> [WHAT IS EXPECTED]:
Extract each line of the records below that contains the word "water", and copy every such line in full.

> [DATA ROWS]:
--------------------

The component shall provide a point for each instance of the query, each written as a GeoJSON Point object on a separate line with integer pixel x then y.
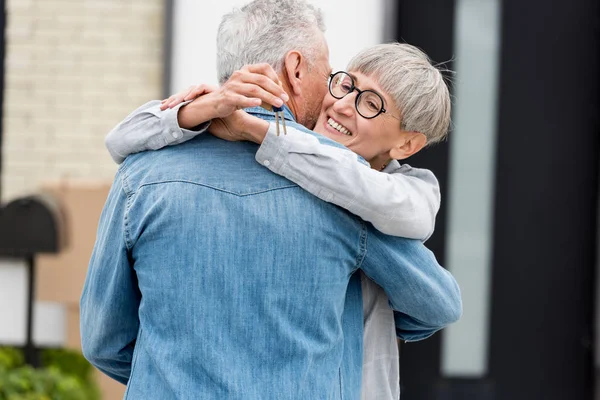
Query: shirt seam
{"type": "Point", "coordinates": [217, 188]}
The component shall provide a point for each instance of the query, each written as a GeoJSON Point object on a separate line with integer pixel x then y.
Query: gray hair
{"type": "Point", "coordinates": [265, 31]}
{"type": "Point", "coordinates": [418, 88]}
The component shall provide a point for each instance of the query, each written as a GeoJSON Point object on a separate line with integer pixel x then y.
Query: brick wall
{"type": "Point", "coordinates": [74, 68]}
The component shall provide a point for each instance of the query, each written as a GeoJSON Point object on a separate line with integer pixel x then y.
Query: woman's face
{"type": "Point", "coordinates": [371, 138]}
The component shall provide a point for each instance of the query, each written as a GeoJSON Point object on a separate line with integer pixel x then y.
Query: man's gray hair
{"type": "Point", "coordinates": [265, 31]}
{"type": "Point", "coordinates": [418, 88]}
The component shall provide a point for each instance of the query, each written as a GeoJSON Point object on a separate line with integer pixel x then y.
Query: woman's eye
{"type": "Point", "coordinates": [346, 87]}
{"type": "Point", "coordinates": [372, 106]}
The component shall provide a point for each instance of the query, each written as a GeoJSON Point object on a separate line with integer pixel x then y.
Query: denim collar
{"type": "Point", "coordinates": [287, 113]}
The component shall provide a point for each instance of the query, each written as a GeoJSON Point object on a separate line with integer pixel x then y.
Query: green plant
{"type": "Point", "coordinates": [66, 376]}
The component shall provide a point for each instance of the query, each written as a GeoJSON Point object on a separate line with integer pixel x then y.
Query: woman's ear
{"type": "Point", "coordinates": [413, 143]}
{"type": "Point", "coordinates": [294, 70]}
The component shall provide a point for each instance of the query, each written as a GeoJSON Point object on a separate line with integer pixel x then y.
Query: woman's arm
{"type": "Point", "coordinates": [149, 128]}
{"type": "Point", "coordinates": [158, 124]}
{"type": "Point", "coordinates": [401, 201]}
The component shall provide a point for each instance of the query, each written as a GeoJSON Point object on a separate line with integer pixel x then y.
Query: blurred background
{"type": "Point", "coordinates": [519, 175]}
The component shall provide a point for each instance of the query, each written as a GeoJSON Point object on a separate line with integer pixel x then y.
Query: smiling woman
{"type": "Point", "coordinates": [390, 104]}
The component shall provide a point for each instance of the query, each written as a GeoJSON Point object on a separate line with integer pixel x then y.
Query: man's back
{"type": "Point", "coordinates": [242, 278]}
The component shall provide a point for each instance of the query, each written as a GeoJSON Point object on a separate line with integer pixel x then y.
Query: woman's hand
{"type": "Point", "coordinates": [250, 86]}
{"type": "Point", "coordinates": [191, 93]}
{"type": "Point", "coordinates": [240, 126]}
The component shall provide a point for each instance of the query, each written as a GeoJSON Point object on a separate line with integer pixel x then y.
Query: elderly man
{"type": "Point", "coordinates": [213, 278]}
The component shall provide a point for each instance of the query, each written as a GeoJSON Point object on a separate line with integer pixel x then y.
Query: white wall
{"type": "Point", "coordinates": [351, 26]}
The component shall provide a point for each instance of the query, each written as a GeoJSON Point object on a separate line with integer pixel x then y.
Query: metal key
{"type": "Point", "coordinates": [278, 116]}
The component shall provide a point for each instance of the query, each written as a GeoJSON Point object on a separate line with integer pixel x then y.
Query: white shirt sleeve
{"type": "Point", "coordinates": [399, 201]}
{"type": "Point", "coordinates": [148, 128]}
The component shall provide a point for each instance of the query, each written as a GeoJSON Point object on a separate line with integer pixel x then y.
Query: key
{"type": "Point", "coordinates": [278, 116]}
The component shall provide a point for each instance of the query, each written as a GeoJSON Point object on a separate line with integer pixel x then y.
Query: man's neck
{"type": "Point", "coordinates": [292, 104]}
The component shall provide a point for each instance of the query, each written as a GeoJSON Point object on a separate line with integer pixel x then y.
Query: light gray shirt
{"type": "Point", "coordinates": [399, 201]}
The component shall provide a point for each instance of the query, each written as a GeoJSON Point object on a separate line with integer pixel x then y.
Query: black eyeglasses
{"type": "Point", "coordinates": [369, 103]}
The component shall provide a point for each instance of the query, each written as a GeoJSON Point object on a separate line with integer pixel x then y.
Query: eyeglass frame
{"type": "Point", "coordinates": [360, 92]}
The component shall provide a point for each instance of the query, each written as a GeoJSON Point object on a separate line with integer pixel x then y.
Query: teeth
{"type": "Point", "coordinates": [339, 127]}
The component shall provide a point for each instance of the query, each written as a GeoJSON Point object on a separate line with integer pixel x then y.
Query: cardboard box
{"type": "Point", "coordinates": [60, 277]}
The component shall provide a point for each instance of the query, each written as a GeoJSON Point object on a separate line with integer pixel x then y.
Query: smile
{"type": "Point", "coordinates": [340, 128]}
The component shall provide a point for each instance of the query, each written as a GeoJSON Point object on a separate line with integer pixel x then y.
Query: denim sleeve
{"type": "Point", "coordinates": [148, 128]}
{"type": "Point", "coordinates": [402, 201]}
{"type": "Point", "coordinates": [424, 296]}
{"type": "Point", "coordinates": [110, 299]}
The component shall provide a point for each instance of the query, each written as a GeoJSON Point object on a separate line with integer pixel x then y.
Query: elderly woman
{"type": "Point", "coordinates": [389, 104]}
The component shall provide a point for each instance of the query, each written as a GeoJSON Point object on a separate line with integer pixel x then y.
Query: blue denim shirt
{"type": "Point", "coordinates": [213, 278]}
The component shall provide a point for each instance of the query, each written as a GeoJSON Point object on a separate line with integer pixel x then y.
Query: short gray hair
{"type": "Point", "coordinates": [418, 88]}
{"type": "Point", "coordinates": [265, 31]}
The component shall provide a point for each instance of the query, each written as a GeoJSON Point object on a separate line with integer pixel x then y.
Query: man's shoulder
{"type": "Point", "coordinates": [204, 160]}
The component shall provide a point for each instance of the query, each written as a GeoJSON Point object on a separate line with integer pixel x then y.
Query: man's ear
{"type": "Point", "coordinates": [294, 70]}
{"type": "Point", "coordinates": [413, 143]}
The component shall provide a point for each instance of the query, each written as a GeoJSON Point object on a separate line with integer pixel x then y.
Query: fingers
{"type": "Point", "coordinates": [242, 102]}
{"type": "Point", "coordinates": [190, 93]}
{"type": "Point", "coordinates": [198, 91]}
{"type": "Point", "coordinates": [256, 91]}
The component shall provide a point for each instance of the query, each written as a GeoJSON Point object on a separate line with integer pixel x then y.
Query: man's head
{"type": "Point", "coordinates": [413, 93]}
{"type": "Point", "coordinates": [288, 34]}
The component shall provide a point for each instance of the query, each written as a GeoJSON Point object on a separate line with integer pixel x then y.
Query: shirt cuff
{"type": "Point", "coordinates": [271, 152]}
{"type": "Point", "coordinates": [172, 132]}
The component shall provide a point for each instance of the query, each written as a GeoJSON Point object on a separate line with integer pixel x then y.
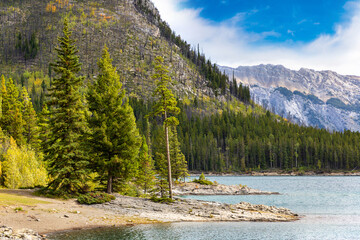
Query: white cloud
{"type": "Point", "coordinates": [228, 44]}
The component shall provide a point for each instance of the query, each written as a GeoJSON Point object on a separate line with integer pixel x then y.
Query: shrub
{"type": "Point", "coordinates": [161, 199]}
{"type": "Point", "coordinates": [95, 198]}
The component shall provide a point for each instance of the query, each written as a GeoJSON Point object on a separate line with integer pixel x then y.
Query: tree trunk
{"type": "Point", "coordinates": [168, 157]}
{"type": "Point", "coordinates": [109, 185]}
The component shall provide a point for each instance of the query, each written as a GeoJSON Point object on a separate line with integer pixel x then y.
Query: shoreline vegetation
{"type": "Point", "coordinates": [280, 173]}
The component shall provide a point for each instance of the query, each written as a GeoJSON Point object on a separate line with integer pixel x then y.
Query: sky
{"type": "Point", "coordinates": [316, 34]}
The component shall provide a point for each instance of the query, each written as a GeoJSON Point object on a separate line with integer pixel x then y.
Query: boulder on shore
{"type": "Point", "coordinates": [196, 210]}
{"type": "Point", "coordinates": [191, 188]}
{"type": "Point", "coordinates": [9, 233]}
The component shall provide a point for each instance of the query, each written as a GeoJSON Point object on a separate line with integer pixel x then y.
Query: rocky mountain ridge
{"type": "Point", "coordinates": [321, 99]}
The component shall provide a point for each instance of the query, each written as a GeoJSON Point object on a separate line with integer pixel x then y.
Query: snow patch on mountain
{"type": "Point", "coordinates": [307, 97]}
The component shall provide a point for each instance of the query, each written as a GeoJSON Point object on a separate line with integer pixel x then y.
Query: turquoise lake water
{"type": "Point", "coordinates": [330, 205]}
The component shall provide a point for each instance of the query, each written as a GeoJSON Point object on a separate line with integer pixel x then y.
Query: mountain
{"type": "Point", "coordinates": [220, 128]}
{"type": "Point", "coordinates": [321, 99]}
{"type": "Point", "coordinates": [132, 30]}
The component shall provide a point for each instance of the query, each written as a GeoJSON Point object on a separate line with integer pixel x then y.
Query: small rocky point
{"type": "Point", "coordinates": [188, 210]}
{"type": "Point", "coordinates": [216, 189]}
{"type": "Point", "coordinates": [26, 234]}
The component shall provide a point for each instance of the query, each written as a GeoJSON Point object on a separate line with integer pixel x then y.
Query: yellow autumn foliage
{"type": "Point", "coordinates": [21, 167]}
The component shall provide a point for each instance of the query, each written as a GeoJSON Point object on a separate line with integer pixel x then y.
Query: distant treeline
{"type": "Point", "coordinates": [217, 80]}
{"type": "Point", "coordinates": [235, 142]}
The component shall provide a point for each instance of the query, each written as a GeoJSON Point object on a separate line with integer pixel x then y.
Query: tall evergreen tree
{"type": "Point", "coordinates": [31, 129]}
{"type": "Point", "coordinates": [178, 162]}
{"type": "Point", "coordinates": [165, 106]}
{"type": "Point", "coordinates": [65, 152]}
{"type": "Point", "coordinates": [146, 174]}
{"type": "Point", "coordinates": [2, 92]}
{"type": "Point", "coordinates": [114, 139]}
{"type": "Point", "coordinates": [12, 121]}
{"type": "Point", "coordinates": [43, 123]}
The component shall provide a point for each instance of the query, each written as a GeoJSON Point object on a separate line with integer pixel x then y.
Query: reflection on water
{"type": "Point", "coordinates": [331, 206]}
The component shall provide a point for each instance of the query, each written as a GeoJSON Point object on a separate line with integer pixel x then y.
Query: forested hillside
{"type": "Point", "coordinates": [220, 129]}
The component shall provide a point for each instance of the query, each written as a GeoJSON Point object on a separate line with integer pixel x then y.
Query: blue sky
{"type": "Point", "coordinates": [285, 21]}
{"type": "Point", "coordinates": [317, 34]}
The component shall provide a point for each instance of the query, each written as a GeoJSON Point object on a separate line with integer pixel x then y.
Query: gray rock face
{"type": "Point", "coordinates": [321, 99]}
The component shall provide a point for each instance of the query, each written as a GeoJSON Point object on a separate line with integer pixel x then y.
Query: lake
{"type": "Point", "coordinates": [330, 205]}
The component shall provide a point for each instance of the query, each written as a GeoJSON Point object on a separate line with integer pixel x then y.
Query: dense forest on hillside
{"type": "Point", "coordinates": [242, 142]}
{"type": "Point", "coordinates": [214, 125]}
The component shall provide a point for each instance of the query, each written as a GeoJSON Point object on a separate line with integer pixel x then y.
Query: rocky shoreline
{"type": "Point", "coordinates": [26, 234]}
{"type": "Point", "coordinates": [191, 188]}
{"type": "Point", "coordinates": [195, 210]}
{"type": "Point", "coordinates": [281, 173]}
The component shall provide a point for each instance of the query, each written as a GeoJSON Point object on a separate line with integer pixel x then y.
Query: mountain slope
{"type": "Point", "coordinates": [323, 99]}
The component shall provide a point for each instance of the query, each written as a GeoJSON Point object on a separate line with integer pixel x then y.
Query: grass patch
{"type": "Point", "coordinates": [95, 198]}
{"type": "Point", "coordinates": [13, 199]}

--------------------

> [SOLVED PROBLEM]:
Query: turquoise lake water
Query: reflection on water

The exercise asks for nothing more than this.